● Task directions: Every line below between the one holding "Target: helicopter fuselage" and the one holding "<point>112,174</point>", inclusive, should be copied exactly, and no other line.

----------

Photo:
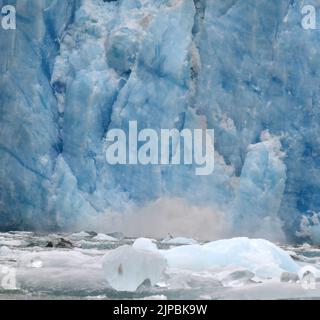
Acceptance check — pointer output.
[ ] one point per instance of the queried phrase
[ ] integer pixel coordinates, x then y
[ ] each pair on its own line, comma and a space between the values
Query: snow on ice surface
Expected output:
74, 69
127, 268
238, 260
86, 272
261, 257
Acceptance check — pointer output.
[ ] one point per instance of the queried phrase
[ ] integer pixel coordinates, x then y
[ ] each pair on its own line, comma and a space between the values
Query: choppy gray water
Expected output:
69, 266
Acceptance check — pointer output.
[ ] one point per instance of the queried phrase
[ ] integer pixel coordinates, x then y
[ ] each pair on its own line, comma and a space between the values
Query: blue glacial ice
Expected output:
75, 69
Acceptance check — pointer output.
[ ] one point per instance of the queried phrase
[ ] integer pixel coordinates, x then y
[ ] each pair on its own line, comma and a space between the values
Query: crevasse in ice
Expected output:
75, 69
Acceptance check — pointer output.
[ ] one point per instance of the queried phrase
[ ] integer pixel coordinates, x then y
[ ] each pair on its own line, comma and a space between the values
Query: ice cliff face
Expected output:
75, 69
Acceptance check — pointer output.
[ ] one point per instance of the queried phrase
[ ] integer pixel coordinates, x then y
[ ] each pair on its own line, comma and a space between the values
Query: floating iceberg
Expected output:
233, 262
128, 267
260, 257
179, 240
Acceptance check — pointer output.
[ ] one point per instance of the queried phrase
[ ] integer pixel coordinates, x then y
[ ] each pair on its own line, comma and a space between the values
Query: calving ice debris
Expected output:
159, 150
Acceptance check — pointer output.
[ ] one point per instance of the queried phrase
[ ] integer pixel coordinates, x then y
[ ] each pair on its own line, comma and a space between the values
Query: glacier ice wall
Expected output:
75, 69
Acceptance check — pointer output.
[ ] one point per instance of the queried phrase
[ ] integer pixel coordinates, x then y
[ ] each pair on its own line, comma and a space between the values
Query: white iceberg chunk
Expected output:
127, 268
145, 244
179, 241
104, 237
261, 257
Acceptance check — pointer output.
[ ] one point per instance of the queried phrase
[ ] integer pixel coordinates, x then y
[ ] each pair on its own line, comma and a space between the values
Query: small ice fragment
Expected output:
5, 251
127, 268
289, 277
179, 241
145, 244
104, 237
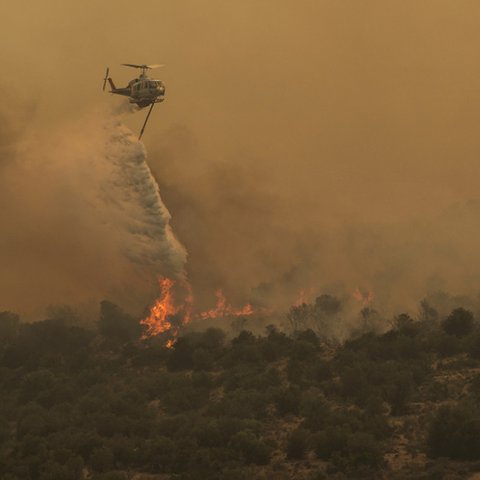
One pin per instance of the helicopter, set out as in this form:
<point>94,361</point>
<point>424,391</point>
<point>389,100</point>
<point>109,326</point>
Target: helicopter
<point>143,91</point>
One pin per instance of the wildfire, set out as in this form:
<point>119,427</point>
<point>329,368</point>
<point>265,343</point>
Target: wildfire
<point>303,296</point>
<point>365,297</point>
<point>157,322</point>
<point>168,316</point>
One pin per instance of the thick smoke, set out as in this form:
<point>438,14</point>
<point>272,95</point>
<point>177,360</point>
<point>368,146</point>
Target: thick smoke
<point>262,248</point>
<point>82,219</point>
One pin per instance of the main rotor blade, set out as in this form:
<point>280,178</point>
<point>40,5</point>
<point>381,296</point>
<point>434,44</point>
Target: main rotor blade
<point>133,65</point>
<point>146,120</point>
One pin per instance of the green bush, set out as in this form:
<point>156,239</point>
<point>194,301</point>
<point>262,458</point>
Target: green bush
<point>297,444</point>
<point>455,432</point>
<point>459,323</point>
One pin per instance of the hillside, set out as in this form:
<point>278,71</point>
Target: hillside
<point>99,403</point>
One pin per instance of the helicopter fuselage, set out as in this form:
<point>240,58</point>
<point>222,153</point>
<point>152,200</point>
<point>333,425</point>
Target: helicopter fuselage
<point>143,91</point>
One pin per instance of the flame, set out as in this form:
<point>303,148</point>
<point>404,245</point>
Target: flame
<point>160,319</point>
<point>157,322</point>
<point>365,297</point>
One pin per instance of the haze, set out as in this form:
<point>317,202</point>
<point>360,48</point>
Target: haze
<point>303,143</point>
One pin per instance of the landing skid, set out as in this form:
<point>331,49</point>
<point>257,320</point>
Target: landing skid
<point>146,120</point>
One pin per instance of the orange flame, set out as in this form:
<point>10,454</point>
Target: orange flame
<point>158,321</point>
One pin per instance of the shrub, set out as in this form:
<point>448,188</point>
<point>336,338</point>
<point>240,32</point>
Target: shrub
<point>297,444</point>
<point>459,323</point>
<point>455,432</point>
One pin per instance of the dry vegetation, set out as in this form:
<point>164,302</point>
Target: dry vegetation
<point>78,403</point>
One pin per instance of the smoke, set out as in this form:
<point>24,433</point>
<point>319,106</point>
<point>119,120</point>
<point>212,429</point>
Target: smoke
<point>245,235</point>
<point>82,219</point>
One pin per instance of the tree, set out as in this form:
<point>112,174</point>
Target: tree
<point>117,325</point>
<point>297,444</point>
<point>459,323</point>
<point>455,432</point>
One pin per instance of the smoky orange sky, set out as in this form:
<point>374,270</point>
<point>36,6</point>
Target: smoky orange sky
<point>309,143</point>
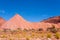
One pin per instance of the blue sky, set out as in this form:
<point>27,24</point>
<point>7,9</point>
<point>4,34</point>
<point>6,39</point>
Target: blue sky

----------

● Output:
Target: helicopter fuselage
<point>143,91</point>
One pin per instance of the flame, set out as in this form:
<point>303,148</point>
<point>404,245</point>
Target: flame
<point>160,319</point>
<point>157,322</point>
<point>365,297</point>
One pin per instance of the haze, set out as in this form:
<point>317,202</point>
<point>360,48</point>
Target: haze
<point>303,143</point>
One pin per instance of the landing skid, set out as in this form:
<point>331,49</point>
<point>257,320</point>
Target: landing skid
<point>146,120</point>
One pin per instance of the orange flame, set out as in this form:
<point>10,454</point>
Target: orange flame
<point>158,321</point>
One pin per instance of the shrub, set out as in this form:
<point>448,188</point>
<point>336,338</point>
<point>240,32</point>
Target: shrub
<point>297,444</point>
<point>459,323</point>
<point>455,432</point>
One pin per instance of the dry vegetation, set out as in this form:
<point>164,302</point>
Target: dry vegetation
<point>78,403</point>
One pin per instance of the smoke, set out as in this form:
<point>24,433</point>
<point>319,106</point>
<point>119,120</point>
<point>212,429</point>
Target: smoke
<point>245,235</point>
<point>82,219</point>
One pin per instance of the tree, set out as in this form:
<point>112,174</point>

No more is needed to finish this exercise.